(Saved data entries)
──────

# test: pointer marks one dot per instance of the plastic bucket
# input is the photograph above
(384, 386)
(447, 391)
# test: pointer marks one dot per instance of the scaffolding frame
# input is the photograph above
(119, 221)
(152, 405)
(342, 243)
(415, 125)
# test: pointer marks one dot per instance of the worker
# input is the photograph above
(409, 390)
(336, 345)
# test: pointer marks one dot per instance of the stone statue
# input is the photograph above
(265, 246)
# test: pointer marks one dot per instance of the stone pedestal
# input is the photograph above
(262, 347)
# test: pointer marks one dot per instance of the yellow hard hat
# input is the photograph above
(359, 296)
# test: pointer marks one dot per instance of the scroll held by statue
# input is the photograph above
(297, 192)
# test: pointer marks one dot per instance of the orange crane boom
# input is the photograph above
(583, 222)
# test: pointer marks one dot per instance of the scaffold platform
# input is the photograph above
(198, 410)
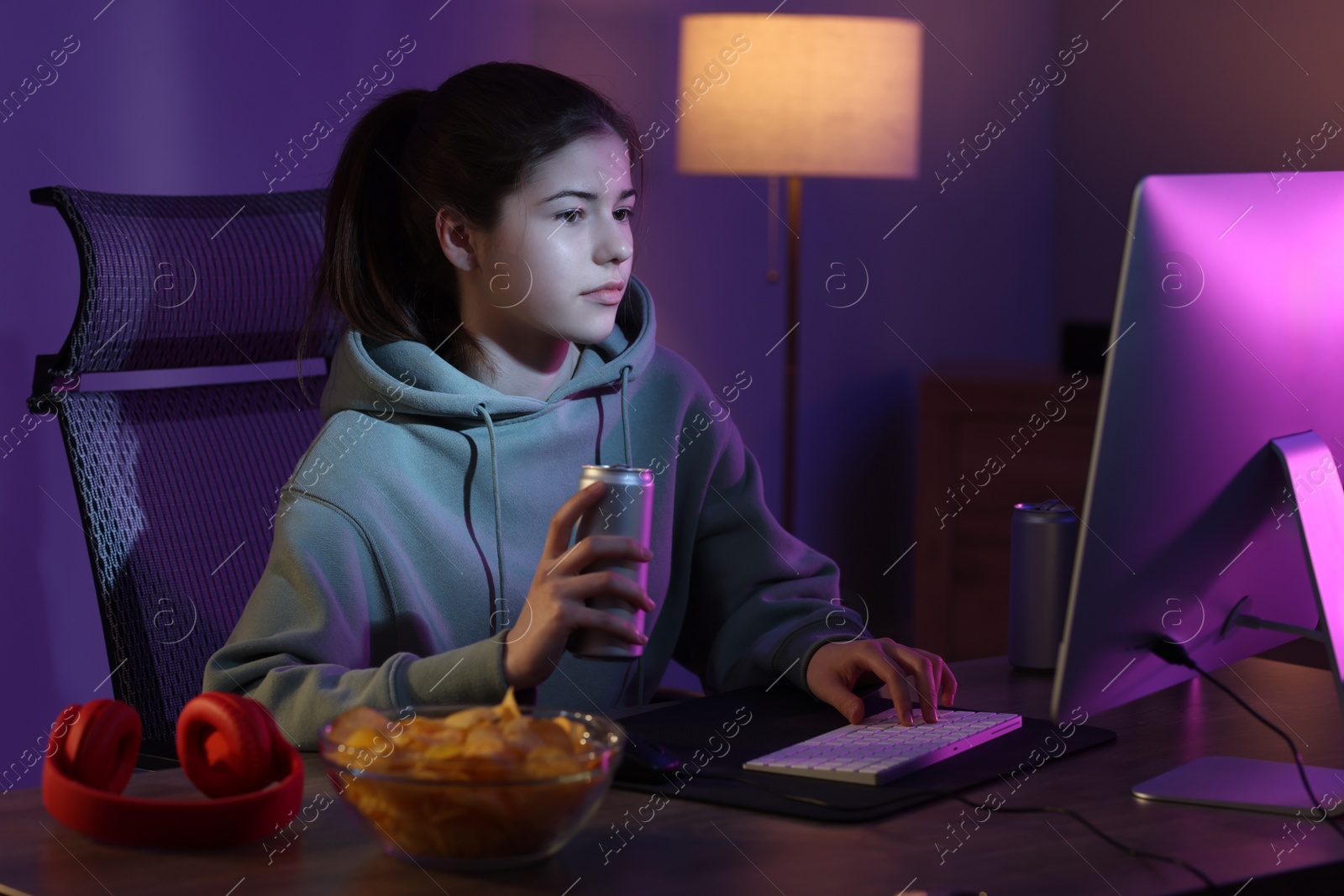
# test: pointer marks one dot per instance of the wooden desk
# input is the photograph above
(696, 848)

──────

◆ PROBLEM
Reproduce every line of the material above exactly, omitting the pictures from your answer.

◆ FINISHED EXERCISE
# test: pointer marks one dot per instance of the plastic bucket
# input is the photograph above
(384, 386)
(447, 391)
# test: pointer marks one dot per instance of the scaffolding frame
# input is the photograph above
(119, 221)
(152, 405)
(342, 243)
(415, 125)
# test: pointer marks one dot per instance of the worker
# input is the photograph above
(409, 390)
(336, 345)
# test: pointer marks one dot per instance of the stone statue
# input is the photograph above
(265, 246)
# test: pointer marks one dot per instance of the stone pedestal
# input is the photograph above
(262, 347)
# test: pointer marks one dot per instance of the yellow hard hat
# input is the photograph above
(359, 296)
# test: pointer marks one dot per instance of the scroll held by statue
# input is the photograph above
(297, 192)
# test: pointer marks one dot per instance of the orange crane boom
# input is the photograph above
(583, 222)
# test: pointer marks one dot per instance of the scaffold platform
# input is the photograph above
(198, 410)
# test: pointer marks one dot per instance of the wooden desk
# input is the photograph above
(696, 848)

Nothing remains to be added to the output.